**Given exercise**
Please copy the data below word for word, starting at the line that contains "for the asphalt" and ending after the line that contains "311, 640, 370]]".

○ ○ ○ ○ ○ ○ ○

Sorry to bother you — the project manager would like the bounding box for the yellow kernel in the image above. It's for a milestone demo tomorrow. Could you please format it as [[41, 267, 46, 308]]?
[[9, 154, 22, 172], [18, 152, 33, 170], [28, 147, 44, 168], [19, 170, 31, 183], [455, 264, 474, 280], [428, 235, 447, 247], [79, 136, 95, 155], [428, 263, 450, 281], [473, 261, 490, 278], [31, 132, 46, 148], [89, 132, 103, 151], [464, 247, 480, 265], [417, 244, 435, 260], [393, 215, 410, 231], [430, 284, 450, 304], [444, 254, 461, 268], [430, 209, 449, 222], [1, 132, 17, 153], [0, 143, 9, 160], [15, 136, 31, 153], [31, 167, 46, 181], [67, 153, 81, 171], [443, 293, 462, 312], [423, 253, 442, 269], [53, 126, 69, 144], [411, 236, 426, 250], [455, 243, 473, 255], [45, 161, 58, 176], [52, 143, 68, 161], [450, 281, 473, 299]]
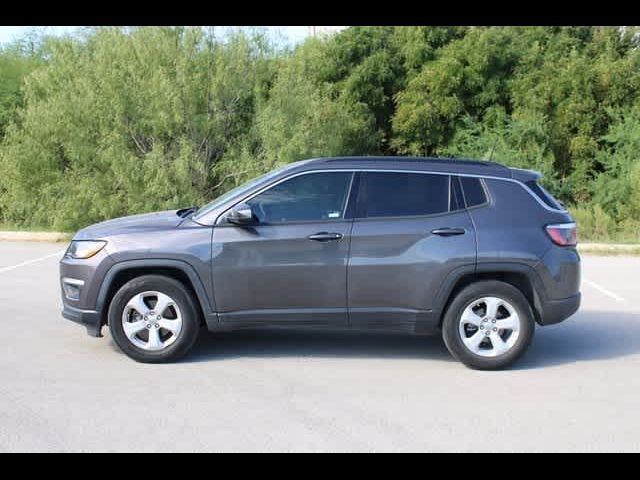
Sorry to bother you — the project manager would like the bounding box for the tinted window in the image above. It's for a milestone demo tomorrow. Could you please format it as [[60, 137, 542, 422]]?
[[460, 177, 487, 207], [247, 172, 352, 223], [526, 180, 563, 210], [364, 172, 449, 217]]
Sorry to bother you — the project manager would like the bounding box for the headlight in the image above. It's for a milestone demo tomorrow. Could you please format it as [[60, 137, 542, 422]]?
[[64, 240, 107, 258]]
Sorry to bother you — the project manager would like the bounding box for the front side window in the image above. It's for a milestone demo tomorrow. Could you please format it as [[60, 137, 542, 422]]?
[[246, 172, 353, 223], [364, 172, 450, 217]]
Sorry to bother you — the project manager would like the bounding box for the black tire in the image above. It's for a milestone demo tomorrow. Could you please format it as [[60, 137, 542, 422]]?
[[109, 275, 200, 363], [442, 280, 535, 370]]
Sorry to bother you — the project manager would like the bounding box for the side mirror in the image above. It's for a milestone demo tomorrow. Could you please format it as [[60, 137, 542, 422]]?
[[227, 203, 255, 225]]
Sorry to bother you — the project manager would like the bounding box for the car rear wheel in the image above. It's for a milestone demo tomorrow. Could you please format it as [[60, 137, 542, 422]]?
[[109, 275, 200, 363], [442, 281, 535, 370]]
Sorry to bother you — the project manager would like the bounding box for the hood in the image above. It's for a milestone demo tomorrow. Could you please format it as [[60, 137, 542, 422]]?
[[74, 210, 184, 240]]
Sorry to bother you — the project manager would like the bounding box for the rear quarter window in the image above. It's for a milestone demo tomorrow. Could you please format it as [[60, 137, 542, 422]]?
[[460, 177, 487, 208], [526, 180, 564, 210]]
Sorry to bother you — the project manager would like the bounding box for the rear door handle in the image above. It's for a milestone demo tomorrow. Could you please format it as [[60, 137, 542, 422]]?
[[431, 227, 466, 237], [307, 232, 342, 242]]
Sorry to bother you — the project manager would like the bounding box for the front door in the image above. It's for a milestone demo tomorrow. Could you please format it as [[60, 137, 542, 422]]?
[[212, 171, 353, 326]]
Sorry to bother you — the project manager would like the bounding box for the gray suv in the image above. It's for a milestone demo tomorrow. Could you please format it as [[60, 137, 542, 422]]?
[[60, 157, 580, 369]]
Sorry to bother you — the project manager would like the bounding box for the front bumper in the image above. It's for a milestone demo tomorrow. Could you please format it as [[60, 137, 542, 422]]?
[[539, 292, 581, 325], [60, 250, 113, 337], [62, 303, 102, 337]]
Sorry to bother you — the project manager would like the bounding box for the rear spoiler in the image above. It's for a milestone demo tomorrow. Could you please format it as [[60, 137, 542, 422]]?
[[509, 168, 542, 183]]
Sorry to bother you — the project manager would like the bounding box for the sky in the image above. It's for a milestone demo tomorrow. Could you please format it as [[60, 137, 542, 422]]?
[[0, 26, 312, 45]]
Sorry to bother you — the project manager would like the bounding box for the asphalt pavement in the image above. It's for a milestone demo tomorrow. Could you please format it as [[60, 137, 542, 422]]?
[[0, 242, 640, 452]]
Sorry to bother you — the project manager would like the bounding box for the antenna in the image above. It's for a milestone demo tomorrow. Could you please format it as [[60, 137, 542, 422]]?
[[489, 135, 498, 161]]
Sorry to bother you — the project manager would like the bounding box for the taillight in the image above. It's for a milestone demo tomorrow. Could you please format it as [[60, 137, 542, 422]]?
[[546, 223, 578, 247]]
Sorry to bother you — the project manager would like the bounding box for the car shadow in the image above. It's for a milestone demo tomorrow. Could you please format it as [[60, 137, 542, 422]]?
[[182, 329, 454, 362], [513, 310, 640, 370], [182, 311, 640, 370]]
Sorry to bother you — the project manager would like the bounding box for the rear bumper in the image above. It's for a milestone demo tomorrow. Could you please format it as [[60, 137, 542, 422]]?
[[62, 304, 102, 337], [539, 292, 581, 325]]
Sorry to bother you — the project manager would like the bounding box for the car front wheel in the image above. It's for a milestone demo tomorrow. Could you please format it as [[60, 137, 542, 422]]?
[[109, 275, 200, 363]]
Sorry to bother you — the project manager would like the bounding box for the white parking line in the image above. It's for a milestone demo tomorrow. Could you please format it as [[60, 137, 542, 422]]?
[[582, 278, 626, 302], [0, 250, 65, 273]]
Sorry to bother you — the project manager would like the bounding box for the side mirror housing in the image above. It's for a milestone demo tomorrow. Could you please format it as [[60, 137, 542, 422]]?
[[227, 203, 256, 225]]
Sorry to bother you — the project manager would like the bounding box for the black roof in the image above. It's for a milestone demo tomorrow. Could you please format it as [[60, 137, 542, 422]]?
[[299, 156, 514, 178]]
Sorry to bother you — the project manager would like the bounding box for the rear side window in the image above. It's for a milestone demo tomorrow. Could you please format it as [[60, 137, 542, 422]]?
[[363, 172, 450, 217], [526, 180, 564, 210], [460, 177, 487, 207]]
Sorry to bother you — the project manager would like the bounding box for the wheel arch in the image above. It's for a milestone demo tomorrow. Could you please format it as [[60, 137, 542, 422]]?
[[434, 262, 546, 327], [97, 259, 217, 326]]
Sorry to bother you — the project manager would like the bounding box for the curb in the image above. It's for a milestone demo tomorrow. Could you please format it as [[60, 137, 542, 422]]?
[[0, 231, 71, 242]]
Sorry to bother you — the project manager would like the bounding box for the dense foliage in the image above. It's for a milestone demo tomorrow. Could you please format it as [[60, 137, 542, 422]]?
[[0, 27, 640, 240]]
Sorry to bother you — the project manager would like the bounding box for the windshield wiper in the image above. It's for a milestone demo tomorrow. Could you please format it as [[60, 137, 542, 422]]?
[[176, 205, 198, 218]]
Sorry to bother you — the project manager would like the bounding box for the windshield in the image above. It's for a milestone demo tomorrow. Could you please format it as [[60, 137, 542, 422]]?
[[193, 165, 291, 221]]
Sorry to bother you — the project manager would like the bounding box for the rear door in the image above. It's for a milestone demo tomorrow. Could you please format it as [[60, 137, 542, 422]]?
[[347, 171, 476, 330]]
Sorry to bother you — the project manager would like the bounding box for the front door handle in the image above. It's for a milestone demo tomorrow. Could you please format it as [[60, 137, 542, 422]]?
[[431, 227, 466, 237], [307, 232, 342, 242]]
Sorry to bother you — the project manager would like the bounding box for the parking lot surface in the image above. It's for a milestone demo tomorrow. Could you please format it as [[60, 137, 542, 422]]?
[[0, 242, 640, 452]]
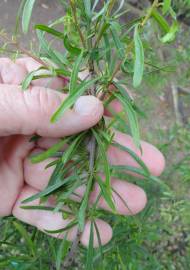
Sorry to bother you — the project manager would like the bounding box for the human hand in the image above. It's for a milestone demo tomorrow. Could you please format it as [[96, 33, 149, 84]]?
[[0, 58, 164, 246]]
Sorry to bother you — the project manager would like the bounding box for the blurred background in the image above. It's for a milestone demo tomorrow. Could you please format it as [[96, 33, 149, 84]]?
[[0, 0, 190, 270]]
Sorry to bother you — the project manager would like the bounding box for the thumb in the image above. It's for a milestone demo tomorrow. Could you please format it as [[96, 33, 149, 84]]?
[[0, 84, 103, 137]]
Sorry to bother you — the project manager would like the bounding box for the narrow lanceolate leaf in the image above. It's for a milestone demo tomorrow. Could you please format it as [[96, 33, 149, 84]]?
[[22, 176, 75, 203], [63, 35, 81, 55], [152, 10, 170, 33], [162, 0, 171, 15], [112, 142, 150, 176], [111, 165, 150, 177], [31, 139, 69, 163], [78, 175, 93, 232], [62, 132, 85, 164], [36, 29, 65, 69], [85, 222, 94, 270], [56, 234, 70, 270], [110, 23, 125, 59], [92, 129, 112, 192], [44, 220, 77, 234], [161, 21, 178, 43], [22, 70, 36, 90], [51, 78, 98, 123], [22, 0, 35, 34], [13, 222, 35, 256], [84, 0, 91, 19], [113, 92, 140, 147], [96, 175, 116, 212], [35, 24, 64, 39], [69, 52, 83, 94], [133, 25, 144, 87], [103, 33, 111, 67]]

○ ○ ○ ○ ○ ○ ○

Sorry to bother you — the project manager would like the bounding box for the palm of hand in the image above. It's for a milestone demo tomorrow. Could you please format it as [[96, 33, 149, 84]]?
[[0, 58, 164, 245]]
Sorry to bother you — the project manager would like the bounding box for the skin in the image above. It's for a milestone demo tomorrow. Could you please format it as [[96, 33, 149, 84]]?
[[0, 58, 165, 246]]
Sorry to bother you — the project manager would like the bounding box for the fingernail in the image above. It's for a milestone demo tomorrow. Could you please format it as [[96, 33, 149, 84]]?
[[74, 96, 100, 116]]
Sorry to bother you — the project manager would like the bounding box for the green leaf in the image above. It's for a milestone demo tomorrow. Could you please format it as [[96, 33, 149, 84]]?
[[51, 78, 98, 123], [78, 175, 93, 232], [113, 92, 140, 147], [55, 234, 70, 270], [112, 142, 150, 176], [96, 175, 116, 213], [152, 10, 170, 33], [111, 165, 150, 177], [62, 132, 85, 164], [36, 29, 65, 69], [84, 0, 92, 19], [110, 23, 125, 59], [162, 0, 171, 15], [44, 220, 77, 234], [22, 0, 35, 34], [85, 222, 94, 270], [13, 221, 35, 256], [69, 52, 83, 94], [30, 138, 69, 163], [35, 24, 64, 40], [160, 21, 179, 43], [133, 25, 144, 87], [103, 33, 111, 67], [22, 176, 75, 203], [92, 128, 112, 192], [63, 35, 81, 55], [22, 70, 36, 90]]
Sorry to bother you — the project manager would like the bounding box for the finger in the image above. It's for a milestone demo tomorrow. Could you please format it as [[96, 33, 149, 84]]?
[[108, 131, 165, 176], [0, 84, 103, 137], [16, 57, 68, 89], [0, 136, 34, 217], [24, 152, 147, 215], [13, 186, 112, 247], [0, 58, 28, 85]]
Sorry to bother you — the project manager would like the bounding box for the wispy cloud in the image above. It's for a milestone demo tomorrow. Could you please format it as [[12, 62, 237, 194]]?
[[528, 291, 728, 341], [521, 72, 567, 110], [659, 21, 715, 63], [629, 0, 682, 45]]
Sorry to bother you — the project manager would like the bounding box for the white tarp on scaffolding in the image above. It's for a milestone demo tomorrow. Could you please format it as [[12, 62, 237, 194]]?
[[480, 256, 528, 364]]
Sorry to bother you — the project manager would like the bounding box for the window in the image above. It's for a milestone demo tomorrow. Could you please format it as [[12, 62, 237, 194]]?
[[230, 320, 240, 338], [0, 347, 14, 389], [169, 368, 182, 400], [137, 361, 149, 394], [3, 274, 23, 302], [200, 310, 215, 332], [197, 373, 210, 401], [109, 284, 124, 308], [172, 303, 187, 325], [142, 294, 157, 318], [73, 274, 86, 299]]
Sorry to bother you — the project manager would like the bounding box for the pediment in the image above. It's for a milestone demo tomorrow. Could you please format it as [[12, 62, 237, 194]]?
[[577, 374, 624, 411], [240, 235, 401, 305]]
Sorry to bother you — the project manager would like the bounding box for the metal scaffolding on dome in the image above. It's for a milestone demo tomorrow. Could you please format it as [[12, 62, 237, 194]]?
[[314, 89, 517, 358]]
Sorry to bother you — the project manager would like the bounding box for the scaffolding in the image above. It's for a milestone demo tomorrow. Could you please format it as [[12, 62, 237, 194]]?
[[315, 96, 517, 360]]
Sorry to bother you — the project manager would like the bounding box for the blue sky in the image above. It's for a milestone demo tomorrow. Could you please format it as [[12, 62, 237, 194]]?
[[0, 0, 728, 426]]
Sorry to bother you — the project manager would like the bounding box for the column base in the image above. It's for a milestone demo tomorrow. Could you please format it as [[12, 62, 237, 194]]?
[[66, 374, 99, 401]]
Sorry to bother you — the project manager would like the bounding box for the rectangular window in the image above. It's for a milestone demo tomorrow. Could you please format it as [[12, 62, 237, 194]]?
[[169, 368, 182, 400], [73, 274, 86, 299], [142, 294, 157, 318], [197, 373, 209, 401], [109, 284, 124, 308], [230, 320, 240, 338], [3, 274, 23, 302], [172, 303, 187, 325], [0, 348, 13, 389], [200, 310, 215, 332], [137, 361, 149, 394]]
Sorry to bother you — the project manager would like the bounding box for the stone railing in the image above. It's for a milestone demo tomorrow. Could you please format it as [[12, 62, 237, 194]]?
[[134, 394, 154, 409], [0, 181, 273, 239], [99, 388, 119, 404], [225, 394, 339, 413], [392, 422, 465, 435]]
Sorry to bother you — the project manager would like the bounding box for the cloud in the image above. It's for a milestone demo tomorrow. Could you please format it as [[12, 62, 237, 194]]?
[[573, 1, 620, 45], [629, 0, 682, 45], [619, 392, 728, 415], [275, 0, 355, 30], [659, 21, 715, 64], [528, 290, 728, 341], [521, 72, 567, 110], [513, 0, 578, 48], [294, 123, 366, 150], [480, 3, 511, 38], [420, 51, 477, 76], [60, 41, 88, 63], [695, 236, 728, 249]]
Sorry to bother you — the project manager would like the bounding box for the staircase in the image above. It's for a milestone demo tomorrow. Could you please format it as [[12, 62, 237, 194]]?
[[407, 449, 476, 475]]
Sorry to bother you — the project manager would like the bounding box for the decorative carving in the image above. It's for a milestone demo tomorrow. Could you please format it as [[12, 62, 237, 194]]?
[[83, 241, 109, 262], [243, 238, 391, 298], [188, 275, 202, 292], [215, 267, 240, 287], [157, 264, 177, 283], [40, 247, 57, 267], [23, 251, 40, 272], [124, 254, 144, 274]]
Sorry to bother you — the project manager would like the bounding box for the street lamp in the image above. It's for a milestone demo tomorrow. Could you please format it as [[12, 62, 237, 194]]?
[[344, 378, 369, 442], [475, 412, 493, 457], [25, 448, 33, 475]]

○ ○ ○ ○ ○ ○ ○

**Solution for this task**
Sorry to bother you — the project manager would like the bounding box for the asphalt pavement in the image above. It's for a milestone demo tomorrow. Could you please format it as [[60, 137, 542, 422]]?
[[0, 242, 640, 452]]
Sorry to bother you — the project manager would like the bounding box for the antenna in the image above. It's for a milestone demo tomorrow. Could you please format it as [[60, 137, 542, 422]]?
[[489, 135, 498, 161]]
Sorry to bother you — the project manager would like the bounding box for the taillight in the image above. It's for a milestone demo tomorrow. Could you please format it as [[60, 137, 542, 422]]?
[[546, 223, 578, 247]]
Sorry to bother you — the project manager would like the bounding box for the car shadow in the image above. It's for a milestone demo tomorrow. Could you please format it as [[60, 137, 542, 422]]?
[[182, 329, 454, 362], [513, 310, 640, 370], [182, 311, 640, 370]]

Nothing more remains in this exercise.